DOCUMENTO
====
Pero hay otros motivos: aparte de la Verdad, la Literatura da sentido a otros valores e incluso a las más descaradas mentiras. Mucho más aún: aparte de la Verdad y la Belleza, la Literatura ha sido capaz de crear otro par de motores del Hombre: la Libertad y el Amor. Sin Literatura, la Libertad seguiría siendo asumida como la entienden las vacas y nos bastaría con pacer en el campo. Gracias a las Letras es todo lo demás: es el Quijote peleando contra molinos de viento, Jean Valjean aferrándose a su posibilidad de ser feliz y Alberto Caeiro escapando de la metafísica. Y, sobre todo, lo último: el Amor, un acto que la ciencia no podrá explicar jamás (no, al menos, convincentemente) porque trasciende las reacciones químicas y los impulsos eléctricos: es un hecho de Letras; el amor son los versos del Gilgamesh, son el Cantar de los Cantares, Romeo y Julieta y Madame Bovary; el amor es algo que las Letras le han hecho al mundo y que deben seguir haciéndole. Y esto conlleva, sin duda, implicaciones políticas y sociales de las que es mejor estar conscientes (como apunta Steiner) porque, de no ser así, lo que sigue es la barbarie. Y ya hemos hecho bastante como para no seguir haciendo un poco más.
¿Por qué no?
El tercer mal consejo de Steiner es no abaratar la Literatura. Afirma que ninguno de sus colegas matemáticos, físicos o químicos en Cambridge se avergüenza de decirle a un candidato a graduarse que no está lo suficientemente preparado como para seguir adelante. En cambio nosotros, los humanistas, cada vez pedimos menos. Les hemos dicho a todos: vengan, vengan, todo es muy sencillo, no se desanimen.
====
DATOS

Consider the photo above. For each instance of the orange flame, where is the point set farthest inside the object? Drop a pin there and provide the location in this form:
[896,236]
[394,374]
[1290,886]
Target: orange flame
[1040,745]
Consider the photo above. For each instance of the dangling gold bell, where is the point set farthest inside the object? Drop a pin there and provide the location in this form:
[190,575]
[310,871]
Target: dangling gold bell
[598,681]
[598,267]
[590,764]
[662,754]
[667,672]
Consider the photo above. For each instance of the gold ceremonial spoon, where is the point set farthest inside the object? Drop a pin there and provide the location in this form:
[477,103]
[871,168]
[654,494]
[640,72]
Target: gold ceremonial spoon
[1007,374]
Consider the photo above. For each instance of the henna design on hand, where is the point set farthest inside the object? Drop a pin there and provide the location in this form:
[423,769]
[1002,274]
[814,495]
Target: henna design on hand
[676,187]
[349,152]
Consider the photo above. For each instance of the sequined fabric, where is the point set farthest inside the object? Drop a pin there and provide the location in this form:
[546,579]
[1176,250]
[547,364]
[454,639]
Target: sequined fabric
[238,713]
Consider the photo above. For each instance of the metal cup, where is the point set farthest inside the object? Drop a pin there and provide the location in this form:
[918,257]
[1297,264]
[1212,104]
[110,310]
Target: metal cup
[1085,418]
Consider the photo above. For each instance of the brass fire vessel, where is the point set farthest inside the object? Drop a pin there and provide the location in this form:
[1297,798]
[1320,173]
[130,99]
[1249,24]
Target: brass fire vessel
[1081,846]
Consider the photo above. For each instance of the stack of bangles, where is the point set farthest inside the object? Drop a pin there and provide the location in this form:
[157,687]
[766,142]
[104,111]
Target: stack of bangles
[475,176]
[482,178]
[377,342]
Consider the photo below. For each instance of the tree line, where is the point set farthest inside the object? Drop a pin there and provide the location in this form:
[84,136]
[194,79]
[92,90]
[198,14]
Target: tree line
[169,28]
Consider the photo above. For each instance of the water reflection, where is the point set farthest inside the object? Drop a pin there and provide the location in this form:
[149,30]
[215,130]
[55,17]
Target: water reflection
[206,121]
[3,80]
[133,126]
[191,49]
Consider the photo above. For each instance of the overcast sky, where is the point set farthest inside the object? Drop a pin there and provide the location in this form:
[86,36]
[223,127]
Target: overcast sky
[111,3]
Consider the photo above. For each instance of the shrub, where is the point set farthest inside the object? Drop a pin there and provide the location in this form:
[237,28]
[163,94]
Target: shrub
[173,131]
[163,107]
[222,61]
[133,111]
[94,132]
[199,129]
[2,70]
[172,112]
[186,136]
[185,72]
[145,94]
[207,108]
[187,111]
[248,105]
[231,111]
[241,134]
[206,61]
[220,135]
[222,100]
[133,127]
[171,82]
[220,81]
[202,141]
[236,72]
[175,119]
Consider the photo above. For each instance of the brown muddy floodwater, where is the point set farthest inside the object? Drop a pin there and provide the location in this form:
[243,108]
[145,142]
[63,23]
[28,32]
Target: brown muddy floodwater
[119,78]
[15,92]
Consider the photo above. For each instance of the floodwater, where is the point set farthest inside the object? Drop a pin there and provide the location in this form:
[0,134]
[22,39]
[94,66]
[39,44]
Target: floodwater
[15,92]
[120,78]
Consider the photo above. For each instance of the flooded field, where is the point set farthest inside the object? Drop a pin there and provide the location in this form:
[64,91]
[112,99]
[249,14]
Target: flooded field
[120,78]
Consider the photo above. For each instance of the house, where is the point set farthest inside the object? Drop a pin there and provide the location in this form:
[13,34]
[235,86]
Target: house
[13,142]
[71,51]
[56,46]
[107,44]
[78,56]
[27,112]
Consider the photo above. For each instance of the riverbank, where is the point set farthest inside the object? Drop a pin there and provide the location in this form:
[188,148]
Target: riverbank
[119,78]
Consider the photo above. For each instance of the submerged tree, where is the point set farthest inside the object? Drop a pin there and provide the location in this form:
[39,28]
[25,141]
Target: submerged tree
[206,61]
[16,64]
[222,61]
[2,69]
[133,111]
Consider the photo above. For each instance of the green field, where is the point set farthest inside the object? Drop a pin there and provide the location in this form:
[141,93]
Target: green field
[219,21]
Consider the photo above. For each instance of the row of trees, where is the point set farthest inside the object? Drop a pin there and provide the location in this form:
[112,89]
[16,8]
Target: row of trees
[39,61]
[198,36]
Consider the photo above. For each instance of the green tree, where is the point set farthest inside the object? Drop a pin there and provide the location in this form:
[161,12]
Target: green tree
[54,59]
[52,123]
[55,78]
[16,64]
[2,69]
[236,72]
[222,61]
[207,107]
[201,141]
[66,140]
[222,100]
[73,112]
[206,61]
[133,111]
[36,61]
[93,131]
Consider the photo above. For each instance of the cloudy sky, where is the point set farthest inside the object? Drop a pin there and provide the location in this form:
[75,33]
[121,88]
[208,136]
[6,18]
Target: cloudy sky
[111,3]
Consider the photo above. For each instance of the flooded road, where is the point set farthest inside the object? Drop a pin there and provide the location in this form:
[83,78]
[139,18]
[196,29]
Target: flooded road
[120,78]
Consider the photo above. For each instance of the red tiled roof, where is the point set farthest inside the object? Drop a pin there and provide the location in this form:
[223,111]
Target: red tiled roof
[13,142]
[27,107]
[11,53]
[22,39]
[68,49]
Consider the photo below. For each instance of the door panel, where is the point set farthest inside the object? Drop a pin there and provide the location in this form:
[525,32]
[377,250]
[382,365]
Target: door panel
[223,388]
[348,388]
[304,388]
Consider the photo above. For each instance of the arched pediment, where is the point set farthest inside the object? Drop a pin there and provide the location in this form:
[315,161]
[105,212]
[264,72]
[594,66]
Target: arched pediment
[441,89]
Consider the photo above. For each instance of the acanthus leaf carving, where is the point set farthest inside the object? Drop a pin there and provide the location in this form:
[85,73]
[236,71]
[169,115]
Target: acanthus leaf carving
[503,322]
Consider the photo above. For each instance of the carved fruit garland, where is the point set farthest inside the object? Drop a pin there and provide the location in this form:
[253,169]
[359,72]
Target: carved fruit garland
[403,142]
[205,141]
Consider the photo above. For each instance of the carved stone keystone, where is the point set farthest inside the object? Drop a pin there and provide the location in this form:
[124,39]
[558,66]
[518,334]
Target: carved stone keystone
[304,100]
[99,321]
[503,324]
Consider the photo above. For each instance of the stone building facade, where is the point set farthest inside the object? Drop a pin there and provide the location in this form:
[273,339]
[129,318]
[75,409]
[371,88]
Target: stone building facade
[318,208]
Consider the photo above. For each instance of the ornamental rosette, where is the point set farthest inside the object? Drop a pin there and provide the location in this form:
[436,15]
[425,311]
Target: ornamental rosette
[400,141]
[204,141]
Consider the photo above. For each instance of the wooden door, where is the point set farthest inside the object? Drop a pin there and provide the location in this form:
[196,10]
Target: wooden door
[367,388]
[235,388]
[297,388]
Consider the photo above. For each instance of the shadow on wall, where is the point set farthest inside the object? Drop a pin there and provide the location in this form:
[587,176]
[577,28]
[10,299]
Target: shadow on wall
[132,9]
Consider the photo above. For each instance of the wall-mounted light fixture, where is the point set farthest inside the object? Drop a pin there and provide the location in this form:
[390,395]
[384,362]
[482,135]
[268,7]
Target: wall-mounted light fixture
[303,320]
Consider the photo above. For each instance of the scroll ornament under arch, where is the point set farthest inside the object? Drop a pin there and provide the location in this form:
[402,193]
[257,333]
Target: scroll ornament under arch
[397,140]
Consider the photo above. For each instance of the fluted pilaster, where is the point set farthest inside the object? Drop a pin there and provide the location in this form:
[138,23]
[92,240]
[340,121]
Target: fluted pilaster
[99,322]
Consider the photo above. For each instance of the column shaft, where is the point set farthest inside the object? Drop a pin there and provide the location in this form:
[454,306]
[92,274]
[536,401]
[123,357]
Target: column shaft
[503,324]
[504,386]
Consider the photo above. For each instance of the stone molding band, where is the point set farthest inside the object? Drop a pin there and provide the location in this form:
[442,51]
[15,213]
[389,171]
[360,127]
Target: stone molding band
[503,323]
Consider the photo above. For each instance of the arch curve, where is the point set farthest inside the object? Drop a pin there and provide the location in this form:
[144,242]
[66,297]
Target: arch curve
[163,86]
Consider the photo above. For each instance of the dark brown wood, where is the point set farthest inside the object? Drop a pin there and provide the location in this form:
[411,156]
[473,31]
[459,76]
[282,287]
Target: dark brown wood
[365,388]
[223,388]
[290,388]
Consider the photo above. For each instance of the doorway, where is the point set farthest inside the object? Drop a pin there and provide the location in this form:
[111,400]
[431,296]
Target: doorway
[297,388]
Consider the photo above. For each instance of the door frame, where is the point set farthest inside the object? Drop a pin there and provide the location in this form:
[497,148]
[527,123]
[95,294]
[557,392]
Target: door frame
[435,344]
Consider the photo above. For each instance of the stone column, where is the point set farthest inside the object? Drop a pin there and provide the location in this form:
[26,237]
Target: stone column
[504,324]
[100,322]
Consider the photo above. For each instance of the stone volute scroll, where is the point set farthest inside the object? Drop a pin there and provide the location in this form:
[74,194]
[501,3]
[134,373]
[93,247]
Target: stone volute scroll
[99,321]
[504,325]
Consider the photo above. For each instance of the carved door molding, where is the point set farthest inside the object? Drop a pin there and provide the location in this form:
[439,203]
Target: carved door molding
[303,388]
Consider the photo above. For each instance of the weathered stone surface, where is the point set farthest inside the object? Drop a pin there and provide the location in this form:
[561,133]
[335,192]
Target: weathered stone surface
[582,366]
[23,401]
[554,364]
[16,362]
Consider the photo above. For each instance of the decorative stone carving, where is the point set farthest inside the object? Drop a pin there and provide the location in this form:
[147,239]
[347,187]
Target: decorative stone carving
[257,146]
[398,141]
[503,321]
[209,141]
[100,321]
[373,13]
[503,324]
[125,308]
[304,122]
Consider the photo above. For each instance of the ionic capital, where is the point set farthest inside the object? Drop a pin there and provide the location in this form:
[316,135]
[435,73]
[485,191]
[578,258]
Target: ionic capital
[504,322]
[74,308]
====
EJERCICIO PROPUESTO 1
Imprime el fragmento del texto sobre la Literatura que empieza con "El tercer mal" y sigue hasta "no se desanimen.".
EJERCICIO PROPUESTO 2
Enumera las obras que el texto sobre la Literatura menciona como ejemplos de lo que es el amor.
El listado no guarda ninguna relación con el texto sobre la Literatura.

SOLUCIÓN COMPLETA 1
El tercer mal consejo de Steiner es no abaratar la Literatura. Afirma que ninguno de sus colegas matemáticos, físicos o químicos en Cambridge se avergüenza de decirle a un candidato a graduarse que no está lo suficientemente preparado como para seguir adelante. En cambio nosotros, los humanistas, cada vez pedimos menos. Les hemos dicho a todos: vengan, vengan, todo es muy sencillo, no se desanimen.

SOLUCIÓN COMPLETA 2
- Los versos del Gilgamesh
- El Cantar de los Cantares
- Romeo y Julieta
- Madame Bovary